◆ Isi Tugas
Tuliskan lanjutan teks tentang masyarakat Cisantana dan wisata Sukageri View, dimulai setelah kalimat terakhirnya.

◆ Kutipan Terpilih
● ● ●

Penangguran, adalah hal yang pertama kali dirasakan oleh mayoritas masyarakat akibat berubahnya status pengelolaan tersebut. Masyarakat tidak bisa menggarap kembali lahan di lereng ciremai yang biasa ia garap ketika masa perhutani, mereka kehilangan pekerjaan dan sumber penghidupan. Ditambah tidak ada keahlian yang mereka miliki kecuali bertani dan bercocok tanam karena ini yang mereka lakukan sejak dulu.

Beraih Profesi menjadi penambang batu, kondisi menganggur membuat masyarakat mencari profesi dan sumber penghasilan apapun untuk bertahan hidup, salah satunya adalah dengan menjadi penambang batu tradisional. Keberadaan perbukitan batu rupanya menjadi berkah bagi masyarakat Cisantana sebab ini menjadi sumber penghasilan baru mereka untuk bertahan hidup. namun profesi ini disebut ilegal oleh pemerintah sebab peraturan dari pemerintah kabupaten kuningan melarang segala aktivitas pertambangan di wilayahnya. Hal ini menjadikan profesi penambang batu ini pun tidak menjadi tumpuan utama masyarakat.

Kondisi tersebut membuat masyarakat harus mencara lain untuk bisa bertahan hidup, dan yang dilakuakan oleh masyarakat cisantana pada saat itu adalah membangun destinasi wisata Sukageri View yang dibangun dan dikelola secara kelompok. Wisata sukageri view ini  terletak tepat berada di bekas tambang batu yang kemudian disulap menjadi menjadi tempat camping dan didirikan berbagai fasilitas umum seperti kamar mandi, kantin, tempat ibadah serta spot foto yang menjadi daya tarik destinasi wisata ini.

● ● ●

◆ Cuplikan dari kumpulan data
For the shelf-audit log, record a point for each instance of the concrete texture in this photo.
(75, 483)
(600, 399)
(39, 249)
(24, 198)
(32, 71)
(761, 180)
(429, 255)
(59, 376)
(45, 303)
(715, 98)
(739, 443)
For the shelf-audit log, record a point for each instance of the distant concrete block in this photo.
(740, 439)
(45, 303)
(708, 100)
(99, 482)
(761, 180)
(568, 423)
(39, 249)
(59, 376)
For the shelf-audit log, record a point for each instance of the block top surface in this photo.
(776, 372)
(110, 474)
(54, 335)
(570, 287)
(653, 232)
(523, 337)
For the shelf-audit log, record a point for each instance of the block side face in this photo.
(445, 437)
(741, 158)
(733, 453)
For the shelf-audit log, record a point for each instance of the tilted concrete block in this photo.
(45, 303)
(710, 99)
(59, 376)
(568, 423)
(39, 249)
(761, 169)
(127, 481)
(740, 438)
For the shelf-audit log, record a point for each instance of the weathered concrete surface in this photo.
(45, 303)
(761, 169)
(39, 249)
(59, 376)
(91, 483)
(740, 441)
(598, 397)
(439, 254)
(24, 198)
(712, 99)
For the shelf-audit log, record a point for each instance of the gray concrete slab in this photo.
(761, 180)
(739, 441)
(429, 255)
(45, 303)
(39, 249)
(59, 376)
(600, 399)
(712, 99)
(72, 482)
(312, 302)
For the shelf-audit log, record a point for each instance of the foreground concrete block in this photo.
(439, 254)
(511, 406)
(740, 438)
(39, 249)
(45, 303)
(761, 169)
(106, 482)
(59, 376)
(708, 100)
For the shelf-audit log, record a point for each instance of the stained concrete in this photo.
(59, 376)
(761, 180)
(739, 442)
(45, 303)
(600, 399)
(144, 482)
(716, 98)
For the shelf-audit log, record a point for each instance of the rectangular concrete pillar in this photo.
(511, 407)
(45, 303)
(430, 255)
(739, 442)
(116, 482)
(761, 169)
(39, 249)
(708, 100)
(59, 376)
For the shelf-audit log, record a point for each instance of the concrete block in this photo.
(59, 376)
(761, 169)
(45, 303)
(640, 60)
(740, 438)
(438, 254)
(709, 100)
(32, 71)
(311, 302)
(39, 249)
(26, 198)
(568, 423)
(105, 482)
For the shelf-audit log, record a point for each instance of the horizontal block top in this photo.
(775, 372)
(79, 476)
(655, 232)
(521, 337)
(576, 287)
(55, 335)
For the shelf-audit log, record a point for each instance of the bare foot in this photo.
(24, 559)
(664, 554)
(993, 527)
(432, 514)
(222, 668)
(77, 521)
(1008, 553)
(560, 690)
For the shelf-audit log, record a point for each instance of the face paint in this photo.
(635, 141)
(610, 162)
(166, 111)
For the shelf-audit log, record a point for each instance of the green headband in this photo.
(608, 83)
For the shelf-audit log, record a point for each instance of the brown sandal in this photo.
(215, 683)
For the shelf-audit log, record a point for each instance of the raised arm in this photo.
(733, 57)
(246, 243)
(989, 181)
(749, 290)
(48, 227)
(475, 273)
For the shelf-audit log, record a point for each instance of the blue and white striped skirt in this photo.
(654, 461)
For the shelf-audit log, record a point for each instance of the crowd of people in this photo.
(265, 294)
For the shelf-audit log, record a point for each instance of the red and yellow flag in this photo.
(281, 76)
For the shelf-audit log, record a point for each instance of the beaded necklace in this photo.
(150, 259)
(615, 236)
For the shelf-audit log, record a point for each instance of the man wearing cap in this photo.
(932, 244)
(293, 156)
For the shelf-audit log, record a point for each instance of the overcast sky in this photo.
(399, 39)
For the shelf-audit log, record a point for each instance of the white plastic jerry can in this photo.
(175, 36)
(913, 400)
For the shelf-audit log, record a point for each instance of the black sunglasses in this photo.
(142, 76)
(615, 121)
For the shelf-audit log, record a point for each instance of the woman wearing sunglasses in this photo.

● ● ●

◆ Jawaban yang Diharapkan
Keberadaan destinasi wisata di lereng ciremai bukanlah hal yang baru, sebelum statusnyapun menjadi Taman Nasional, sudah berdiri destinasi-destinasi wisata di lereng ciremai namun jumlah nya belum terlalu banyak dan masih belum digandrungi oleh masyarakat Cisantana sebagai sumber penghasilan sebab pada saat itu masyarakat sudah makmur dari bertani di lereng Ciremai. Pada saat itu di wilayah cisantana sendiri, hanya ada wisata bumi perkemahan palutungan, itu pun dikelola secara privat. Baru ketika statusnya telah berubah menjadi taman nasional, wisata-wisata di lereng ciremai mulai menjamur.

Disatu momen pariwisata muncul sebagai respon adaptasi masyarakat terhadap hilangnya mata penceharian mereka sebagai pertani di kawasan hutan ciremai, dan momen lain menjamurnya wisata ini atas dorongan kebijakan pemerintah daerah mengenai penetapan Kabupaten Kuningan sebagai Kabupaten Pariwisata, jadi memang momennya sangat pas. Dengan ditetapkannya kebijakan pengembangan pariwisata yang membuat akselerasi modal dengan cepat masuk ke wilayah-wilayah yang strategis untuk dibangun pariwisata.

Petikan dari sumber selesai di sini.